** begin Extracted records **

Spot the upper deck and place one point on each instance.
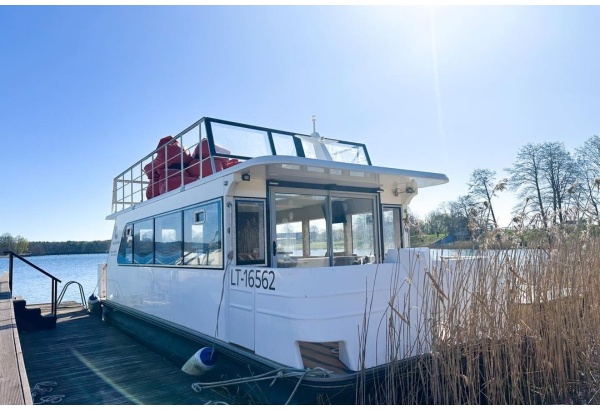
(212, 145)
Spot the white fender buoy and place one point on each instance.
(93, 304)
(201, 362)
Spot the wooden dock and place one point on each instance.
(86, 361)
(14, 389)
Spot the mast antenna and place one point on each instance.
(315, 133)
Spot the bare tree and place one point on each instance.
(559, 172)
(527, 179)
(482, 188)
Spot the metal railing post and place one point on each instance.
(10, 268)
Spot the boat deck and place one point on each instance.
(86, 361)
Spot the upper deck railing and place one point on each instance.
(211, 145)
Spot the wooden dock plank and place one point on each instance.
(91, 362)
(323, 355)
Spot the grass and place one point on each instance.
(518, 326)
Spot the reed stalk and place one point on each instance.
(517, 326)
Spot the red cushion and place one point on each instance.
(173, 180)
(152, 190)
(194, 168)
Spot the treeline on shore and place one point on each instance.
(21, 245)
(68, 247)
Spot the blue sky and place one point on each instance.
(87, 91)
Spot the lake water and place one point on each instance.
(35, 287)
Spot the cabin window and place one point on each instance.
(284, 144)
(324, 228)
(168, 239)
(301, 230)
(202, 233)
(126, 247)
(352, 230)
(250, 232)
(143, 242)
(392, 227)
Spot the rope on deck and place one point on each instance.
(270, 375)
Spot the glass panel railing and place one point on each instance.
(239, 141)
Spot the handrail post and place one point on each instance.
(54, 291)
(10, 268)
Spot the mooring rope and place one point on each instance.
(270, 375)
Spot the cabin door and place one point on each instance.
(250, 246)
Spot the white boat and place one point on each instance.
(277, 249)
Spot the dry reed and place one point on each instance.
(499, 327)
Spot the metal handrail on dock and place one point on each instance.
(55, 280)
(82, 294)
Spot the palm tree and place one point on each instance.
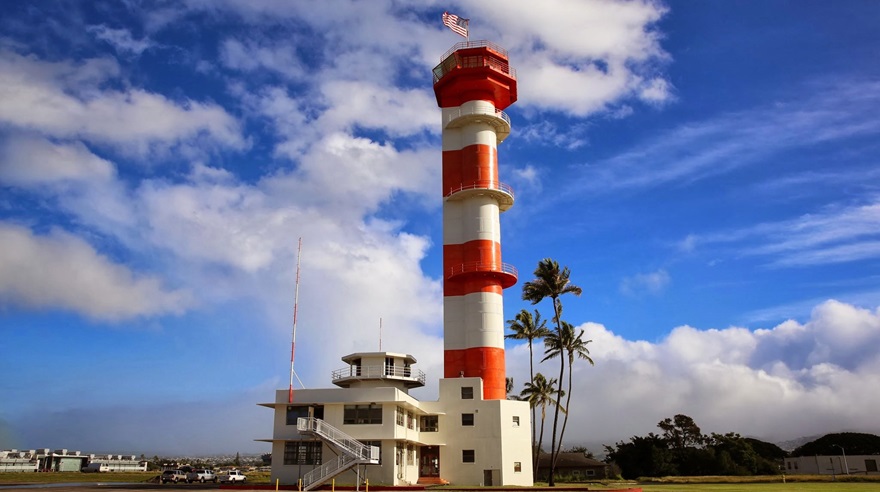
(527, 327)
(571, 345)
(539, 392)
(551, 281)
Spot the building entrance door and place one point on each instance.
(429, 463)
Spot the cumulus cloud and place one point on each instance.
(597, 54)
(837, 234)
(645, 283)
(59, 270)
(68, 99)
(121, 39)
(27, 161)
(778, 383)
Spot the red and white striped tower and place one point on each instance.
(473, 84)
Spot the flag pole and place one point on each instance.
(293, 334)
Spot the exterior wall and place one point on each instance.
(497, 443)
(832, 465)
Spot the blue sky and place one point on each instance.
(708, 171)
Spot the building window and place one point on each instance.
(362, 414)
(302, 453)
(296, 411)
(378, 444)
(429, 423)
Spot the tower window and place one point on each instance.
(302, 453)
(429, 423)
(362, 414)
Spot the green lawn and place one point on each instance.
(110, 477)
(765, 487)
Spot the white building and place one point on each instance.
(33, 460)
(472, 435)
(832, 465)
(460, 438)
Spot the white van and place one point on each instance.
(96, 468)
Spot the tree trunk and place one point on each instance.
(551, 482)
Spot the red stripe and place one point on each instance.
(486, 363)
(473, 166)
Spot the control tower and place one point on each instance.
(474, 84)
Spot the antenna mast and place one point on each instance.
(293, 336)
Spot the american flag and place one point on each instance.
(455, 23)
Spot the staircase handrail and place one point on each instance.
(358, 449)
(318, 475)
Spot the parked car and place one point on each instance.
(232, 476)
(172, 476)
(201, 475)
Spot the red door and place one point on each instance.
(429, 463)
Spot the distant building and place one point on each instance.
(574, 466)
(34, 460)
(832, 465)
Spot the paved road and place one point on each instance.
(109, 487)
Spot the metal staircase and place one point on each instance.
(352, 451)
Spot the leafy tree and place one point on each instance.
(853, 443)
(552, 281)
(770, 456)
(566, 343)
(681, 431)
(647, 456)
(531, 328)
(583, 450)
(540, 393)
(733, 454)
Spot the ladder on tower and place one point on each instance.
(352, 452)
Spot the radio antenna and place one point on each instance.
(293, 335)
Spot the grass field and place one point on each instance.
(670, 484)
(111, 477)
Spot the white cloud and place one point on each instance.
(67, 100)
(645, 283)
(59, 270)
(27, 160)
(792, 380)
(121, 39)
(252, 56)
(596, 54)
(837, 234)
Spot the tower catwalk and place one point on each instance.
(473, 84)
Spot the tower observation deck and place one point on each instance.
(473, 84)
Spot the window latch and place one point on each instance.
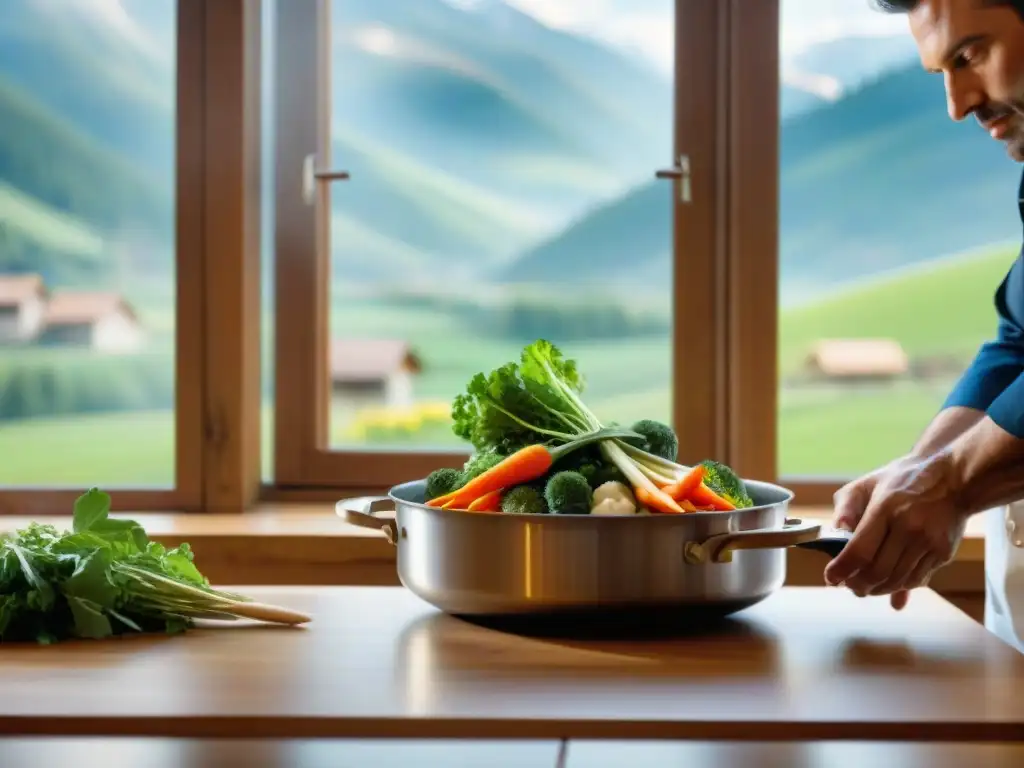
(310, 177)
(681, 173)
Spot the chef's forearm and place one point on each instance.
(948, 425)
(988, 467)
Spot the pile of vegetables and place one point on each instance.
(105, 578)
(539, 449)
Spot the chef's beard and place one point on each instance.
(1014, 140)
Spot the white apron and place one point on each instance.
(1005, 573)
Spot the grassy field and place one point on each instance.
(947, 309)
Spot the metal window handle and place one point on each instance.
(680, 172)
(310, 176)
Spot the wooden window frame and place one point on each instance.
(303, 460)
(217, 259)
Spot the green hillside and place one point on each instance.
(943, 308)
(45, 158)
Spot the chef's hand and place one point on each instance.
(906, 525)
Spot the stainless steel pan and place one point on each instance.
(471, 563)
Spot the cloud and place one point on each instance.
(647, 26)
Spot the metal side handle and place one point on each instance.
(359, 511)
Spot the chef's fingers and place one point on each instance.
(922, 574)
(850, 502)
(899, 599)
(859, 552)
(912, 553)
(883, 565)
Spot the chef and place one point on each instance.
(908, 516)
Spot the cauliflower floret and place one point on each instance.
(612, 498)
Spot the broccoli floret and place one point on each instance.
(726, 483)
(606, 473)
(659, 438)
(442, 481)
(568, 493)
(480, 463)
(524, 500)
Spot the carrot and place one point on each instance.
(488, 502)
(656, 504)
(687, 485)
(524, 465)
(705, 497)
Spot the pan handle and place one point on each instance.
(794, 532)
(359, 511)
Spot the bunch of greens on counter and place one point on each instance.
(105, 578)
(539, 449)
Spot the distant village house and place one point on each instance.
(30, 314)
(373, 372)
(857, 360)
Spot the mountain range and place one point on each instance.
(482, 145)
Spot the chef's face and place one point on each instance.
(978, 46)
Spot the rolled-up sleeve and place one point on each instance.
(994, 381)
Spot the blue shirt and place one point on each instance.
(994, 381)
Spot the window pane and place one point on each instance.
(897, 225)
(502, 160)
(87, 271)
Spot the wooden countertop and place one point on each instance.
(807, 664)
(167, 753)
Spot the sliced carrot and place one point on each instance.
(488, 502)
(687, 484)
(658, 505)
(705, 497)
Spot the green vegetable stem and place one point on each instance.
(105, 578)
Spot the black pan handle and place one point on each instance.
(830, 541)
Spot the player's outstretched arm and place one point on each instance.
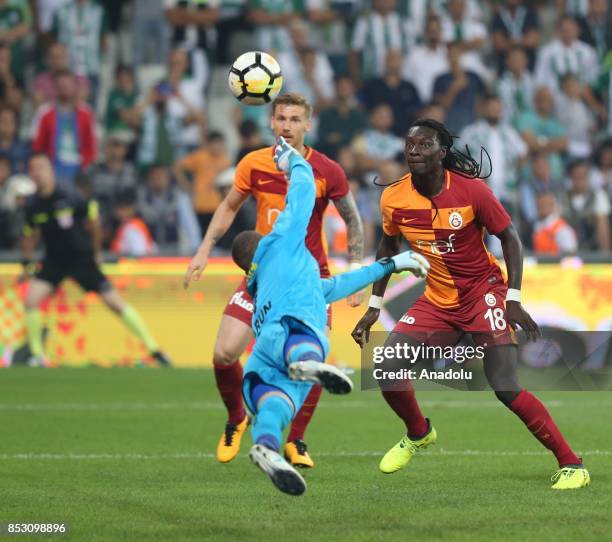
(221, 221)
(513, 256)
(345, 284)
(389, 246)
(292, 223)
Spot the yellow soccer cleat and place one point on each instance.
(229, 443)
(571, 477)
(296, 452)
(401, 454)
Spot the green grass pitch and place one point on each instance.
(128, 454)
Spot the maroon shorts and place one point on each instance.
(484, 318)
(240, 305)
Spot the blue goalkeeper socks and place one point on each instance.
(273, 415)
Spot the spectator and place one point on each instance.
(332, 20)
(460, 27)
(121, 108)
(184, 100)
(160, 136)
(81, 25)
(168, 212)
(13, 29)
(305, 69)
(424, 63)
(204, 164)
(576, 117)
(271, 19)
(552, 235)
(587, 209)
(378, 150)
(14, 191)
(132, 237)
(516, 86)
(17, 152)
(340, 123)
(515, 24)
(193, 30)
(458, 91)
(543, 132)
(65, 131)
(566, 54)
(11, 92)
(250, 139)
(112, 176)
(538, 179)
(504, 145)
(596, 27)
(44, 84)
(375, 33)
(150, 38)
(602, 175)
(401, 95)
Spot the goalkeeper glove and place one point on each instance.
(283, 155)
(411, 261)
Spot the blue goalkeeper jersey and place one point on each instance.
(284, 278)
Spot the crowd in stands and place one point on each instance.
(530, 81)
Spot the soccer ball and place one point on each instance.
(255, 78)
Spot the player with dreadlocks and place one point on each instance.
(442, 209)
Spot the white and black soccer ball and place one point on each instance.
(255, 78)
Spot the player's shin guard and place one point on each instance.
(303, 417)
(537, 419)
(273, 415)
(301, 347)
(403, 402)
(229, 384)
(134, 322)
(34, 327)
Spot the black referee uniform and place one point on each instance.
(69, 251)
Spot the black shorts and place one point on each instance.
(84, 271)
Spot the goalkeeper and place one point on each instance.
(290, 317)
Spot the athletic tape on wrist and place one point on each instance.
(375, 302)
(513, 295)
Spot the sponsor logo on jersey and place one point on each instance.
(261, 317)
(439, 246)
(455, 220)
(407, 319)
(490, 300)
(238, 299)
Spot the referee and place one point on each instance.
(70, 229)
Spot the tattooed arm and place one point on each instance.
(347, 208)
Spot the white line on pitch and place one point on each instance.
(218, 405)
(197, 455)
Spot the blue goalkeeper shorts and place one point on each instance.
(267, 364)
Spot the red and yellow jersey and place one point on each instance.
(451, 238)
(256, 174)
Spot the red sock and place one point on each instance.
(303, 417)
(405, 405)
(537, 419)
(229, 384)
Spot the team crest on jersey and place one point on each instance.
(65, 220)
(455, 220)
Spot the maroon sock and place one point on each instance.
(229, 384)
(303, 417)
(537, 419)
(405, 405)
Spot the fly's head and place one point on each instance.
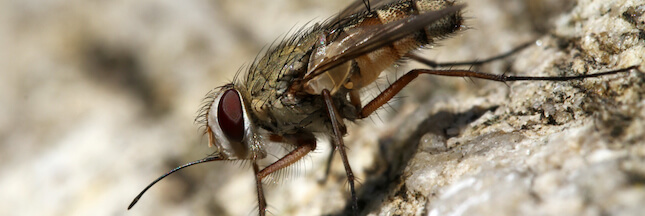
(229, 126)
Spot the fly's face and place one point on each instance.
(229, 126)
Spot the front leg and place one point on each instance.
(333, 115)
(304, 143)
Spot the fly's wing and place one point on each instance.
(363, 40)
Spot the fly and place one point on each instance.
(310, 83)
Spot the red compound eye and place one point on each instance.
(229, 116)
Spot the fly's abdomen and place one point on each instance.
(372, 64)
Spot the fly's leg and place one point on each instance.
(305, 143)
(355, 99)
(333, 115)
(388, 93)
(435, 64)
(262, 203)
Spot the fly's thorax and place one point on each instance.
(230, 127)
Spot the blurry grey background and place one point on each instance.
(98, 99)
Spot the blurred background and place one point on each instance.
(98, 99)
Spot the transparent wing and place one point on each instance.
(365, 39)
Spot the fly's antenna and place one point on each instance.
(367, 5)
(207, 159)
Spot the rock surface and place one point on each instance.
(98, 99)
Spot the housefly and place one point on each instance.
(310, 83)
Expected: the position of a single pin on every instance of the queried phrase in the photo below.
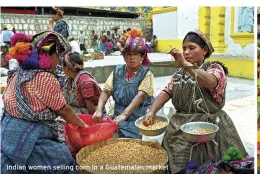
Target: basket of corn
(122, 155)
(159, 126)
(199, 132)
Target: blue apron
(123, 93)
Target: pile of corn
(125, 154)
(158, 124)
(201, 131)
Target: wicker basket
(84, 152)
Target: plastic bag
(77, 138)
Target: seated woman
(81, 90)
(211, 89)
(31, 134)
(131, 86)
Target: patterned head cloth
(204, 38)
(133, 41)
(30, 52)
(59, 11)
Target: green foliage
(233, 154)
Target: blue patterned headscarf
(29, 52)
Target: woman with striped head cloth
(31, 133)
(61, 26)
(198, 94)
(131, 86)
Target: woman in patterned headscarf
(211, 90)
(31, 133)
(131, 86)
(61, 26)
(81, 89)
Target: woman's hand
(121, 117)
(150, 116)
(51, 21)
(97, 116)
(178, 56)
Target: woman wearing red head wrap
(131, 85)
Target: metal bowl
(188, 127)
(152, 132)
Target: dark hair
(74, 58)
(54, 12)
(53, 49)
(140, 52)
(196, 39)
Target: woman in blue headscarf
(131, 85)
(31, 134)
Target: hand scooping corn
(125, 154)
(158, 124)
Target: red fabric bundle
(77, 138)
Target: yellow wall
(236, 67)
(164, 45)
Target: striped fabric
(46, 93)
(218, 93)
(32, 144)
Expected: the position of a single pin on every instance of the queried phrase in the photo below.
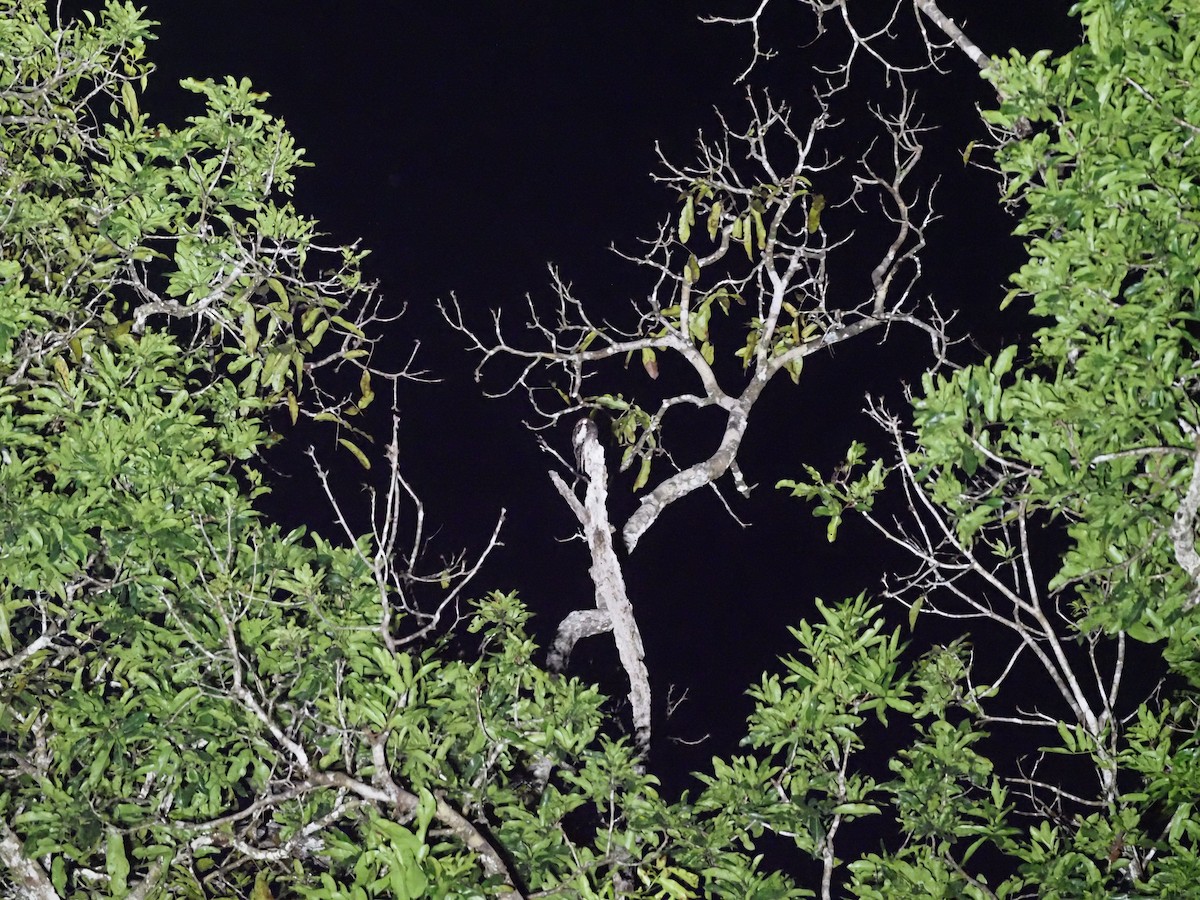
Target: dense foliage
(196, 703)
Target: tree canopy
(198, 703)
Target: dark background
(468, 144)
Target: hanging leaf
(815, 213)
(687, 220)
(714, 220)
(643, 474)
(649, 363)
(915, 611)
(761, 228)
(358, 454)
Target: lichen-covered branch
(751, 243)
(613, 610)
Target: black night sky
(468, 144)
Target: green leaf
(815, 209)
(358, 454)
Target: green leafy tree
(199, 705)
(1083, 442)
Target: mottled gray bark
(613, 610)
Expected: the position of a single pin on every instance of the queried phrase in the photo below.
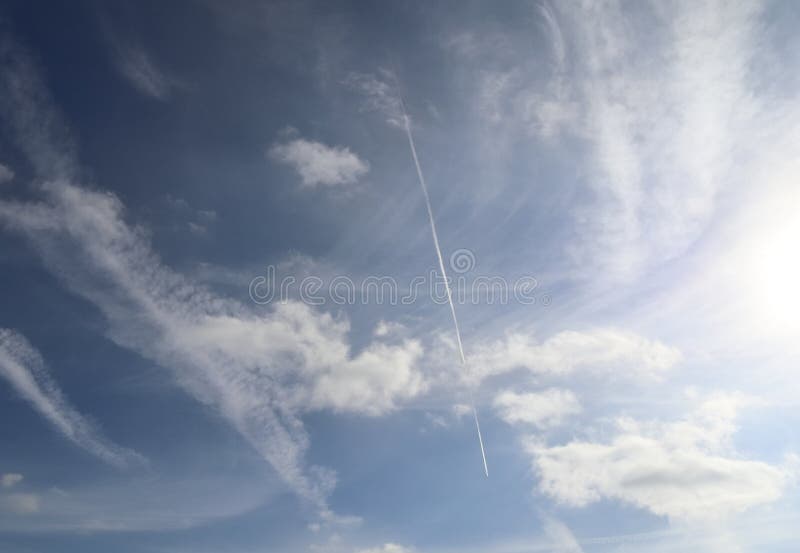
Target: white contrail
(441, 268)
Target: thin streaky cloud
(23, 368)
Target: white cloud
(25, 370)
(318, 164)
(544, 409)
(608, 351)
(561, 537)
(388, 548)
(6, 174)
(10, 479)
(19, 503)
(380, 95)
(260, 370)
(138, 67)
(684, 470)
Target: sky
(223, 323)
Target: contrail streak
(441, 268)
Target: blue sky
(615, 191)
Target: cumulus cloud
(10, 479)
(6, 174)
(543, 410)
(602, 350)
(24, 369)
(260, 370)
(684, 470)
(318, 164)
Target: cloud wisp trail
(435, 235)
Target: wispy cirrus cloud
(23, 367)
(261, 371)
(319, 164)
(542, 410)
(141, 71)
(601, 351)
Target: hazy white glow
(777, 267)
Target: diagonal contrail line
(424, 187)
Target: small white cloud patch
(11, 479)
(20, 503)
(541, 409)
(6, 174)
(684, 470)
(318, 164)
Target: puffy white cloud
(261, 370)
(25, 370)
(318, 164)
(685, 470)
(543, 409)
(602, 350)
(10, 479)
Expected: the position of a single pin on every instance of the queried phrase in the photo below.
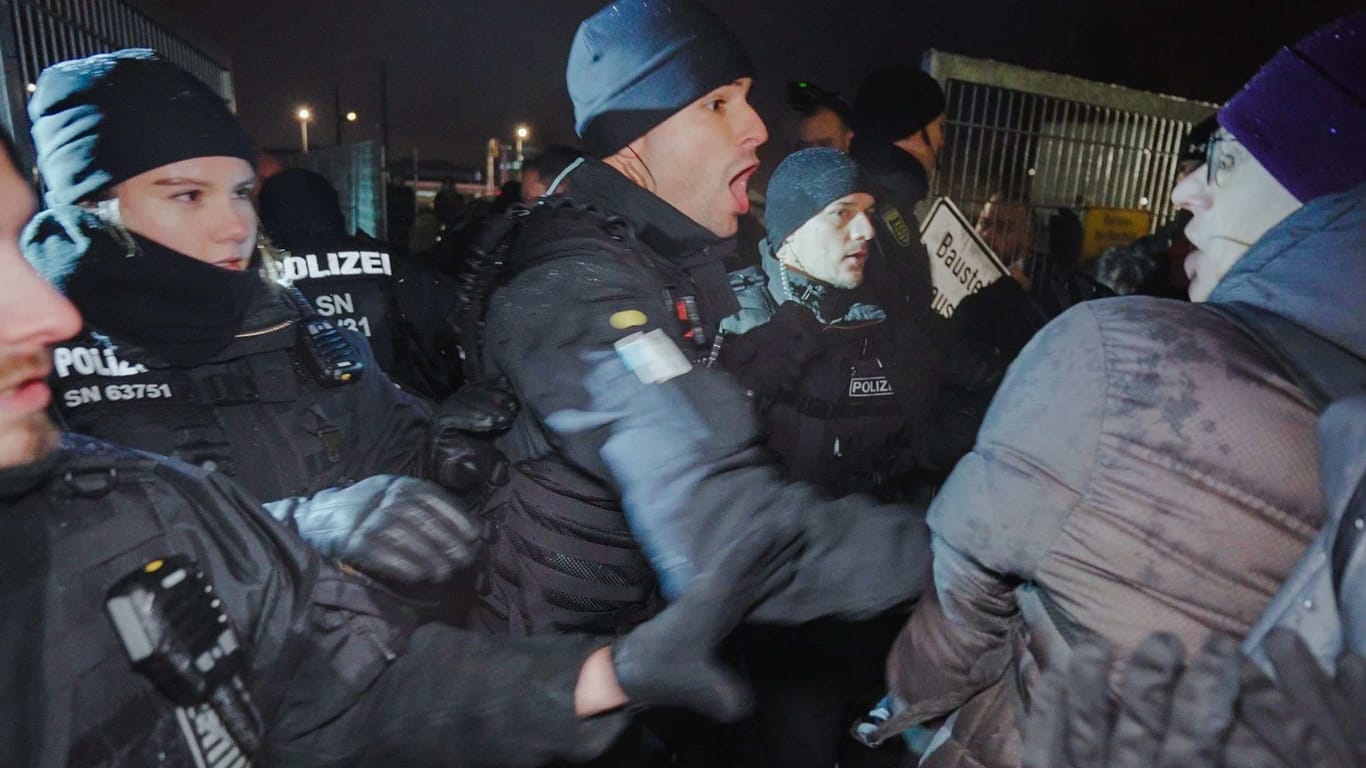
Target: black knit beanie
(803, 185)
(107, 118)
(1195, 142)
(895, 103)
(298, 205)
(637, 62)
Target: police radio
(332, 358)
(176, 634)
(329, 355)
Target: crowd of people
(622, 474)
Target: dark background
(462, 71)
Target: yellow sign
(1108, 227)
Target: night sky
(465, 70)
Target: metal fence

** end Extracted records **

Stated task =>
Could you reproduce, word for word, the part of the records that opens with the line containing "Target: puffy white cloud" and runs to the end of the records, leaving the pictures out?

Task output =>
Target: puffy white cloud
(261, 370)
(25, 370)
(318, 164)
(685, 470)
(543, 409)
(602, 350)
(10, 479)
Expected: the position of a single pin on every instance of the queried phrase in the photo below.
Target: black knit beanie
(803, 185)
(107, 118)
(1195, 142)
(895, 103)
(298, 205)
(637, 62)
Target: police radio
(332, 358)
(176, 634)
(329, 355)
Target: crowd of people
(622, 474)
Target: dark background
(462, 71)
Target: yellow sign
(1108, 227)
Target: night sky
(465, 70)
Target: metal fence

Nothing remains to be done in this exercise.